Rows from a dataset
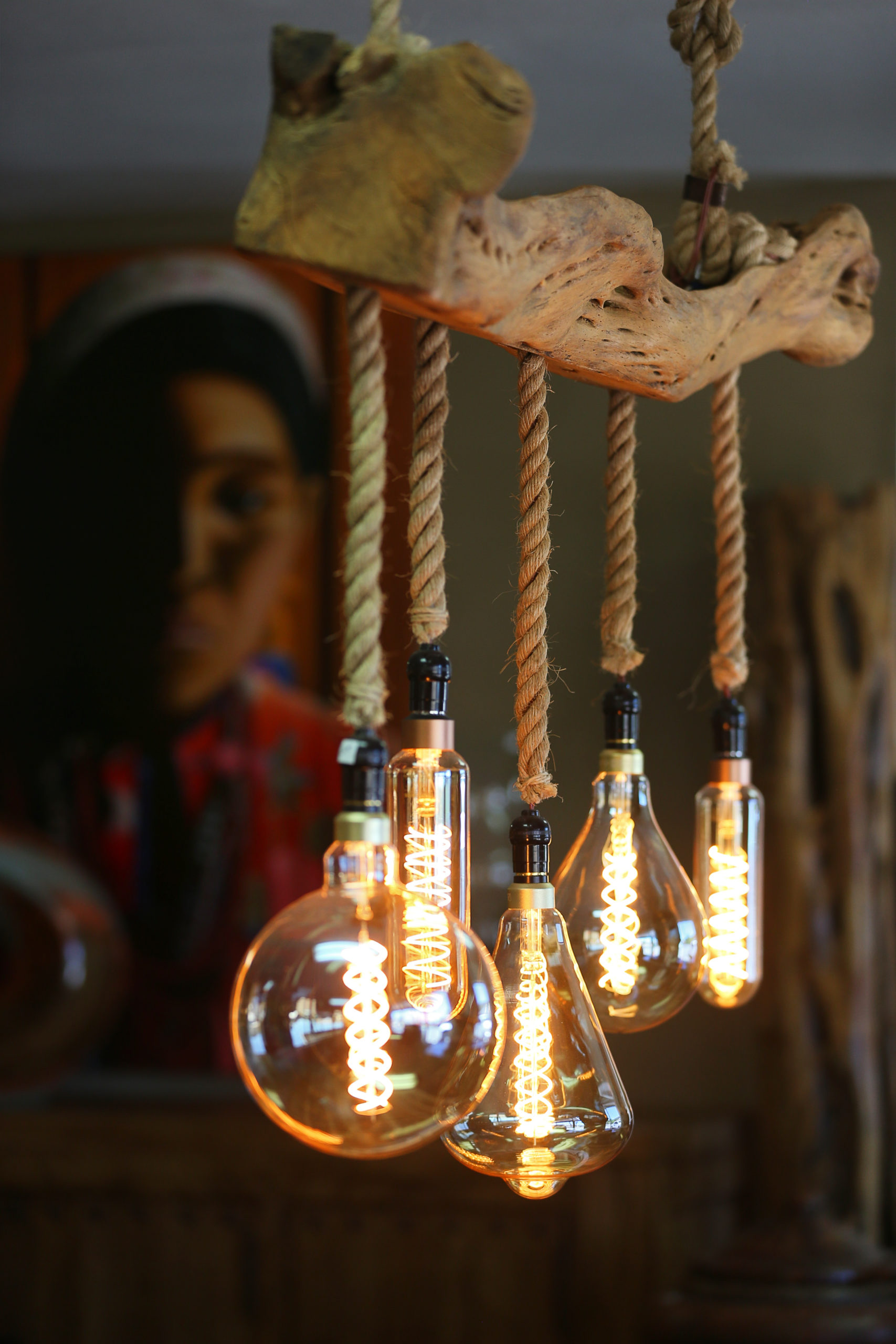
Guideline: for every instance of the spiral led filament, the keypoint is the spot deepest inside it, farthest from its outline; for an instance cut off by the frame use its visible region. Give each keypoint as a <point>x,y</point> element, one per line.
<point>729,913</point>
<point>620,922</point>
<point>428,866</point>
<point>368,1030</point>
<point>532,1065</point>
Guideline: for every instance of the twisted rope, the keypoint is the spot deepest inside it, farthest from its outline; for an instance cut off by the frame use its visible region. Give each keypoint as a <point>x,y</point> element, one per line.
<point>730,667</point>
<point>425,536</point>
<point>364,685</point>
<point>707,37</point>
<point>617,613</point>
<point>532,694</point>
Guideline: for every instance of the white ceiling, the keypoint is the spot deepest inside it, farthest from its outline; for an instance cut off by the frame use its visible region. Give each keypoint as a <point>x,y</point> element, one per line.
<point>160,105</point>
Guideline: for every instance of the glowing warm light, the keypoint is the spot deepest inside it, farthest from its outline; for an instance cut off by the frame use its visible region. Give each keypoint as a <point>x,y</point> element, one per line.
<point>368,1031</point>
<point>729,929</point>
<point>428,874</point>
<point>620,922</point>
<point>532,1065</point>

* * *

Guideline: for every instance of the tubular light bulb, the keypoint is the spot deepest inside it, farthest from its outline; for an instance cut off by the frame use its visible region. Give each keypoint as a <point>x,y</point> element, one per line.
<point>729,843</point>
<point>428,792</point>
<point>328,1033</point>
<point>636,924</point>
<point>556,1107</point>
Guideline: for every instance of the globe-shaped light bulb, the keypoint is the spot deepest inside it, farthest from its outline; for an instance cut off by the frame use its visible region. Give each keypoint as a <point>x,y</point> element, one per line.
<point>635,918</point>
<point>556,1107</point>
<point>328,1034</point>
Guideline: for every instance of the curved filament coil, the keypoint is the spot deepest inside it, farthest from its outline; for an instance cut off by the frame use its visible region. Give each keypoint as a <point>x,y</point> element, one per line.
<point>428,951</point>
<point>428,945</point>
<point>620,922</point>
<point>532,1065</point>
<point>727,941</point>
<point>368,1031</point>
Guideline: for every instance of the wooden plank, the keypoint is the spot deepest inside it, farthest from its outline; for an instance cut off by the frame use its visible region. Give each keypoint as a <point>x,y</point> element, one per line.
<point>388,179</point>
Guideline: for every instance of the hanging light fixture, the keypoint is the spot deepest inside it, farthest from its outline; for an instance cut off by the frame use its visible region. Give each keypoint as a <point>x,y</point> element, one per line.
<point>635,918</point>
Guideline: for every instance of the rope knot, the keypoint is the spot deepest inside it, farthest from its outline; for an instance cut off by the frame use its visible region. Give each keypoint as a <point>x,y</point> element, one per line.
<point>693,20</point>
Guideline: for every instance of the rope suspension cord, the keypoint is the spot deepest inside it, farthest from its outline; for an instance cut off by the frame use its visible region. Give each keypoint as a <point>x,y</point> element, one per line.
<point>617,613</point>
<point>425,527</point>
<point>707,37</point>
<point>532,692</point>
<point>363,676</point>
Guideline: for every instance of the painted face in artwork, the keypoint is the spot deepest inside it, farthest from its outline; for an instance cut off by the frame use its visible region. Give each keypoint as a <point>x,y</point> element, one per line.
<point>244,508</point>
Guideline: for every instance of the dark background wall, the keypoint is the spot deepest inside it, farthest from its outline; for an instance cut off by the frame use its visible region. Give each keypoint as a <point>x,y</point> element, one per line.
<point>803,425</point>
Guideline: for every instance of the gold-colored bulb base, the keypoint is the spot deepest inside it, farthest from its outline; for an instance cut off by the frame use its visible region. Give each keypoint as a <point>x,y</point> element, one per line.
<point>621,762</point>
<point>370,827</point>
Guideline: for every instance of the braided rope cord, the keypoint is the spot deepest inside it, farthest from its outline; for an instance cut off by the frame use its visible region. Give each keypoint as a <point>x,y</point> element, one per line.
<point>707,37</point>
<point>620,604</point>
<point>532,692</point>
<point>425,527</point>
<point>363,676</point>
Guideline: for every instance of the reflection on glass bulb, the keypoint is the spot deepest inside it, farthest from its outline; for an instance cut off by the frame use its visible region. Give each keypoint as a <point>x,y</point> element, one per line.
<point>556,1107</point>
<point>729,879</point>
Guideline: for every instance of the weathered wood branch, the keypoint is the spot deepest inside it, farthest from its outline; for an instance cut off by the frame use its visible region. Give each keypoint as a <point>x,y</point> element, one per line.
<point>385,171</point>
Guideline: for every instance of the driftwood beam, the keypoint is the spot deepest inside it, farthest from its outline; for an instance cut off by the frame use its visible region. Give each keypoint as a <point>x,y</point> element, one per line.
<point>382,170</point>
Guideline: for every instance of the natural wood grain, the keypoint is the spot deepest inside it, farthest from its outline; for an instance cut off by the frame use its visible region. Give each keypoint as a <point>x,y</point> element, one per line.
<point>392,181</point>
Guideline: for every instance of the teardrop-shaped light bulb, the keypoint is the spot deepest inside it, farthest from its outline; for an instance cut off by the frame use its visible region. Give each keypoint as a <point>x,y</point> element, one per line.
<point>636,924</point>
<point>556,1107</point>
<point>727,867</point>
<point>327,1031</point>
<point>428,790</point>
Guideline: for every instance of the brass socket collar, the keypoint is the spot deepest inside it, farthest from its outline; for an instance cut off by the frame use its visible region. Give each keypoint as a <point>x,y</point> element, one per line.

Exercise requirements:
Which lines of the material above contain the string "shaped"? Pick out each one and copy it in full.

Complete output:
Guideline: for every instance of the globe-shaped light bulb, the keypoint is the spot deepest inside it, farthest from its outline; for an instance cut off by the frame use its visible region. Give each keypoint as a <point>x,y</point> element, one per line.
Guideline: for every instance of the teardrop-shaped light bulb, the keypoint is the spot deepest inside it, farthest from its outline; for an instance cut off by the frame use its visible region. Give each keypoint as a <point>x,y</point> element, one per line.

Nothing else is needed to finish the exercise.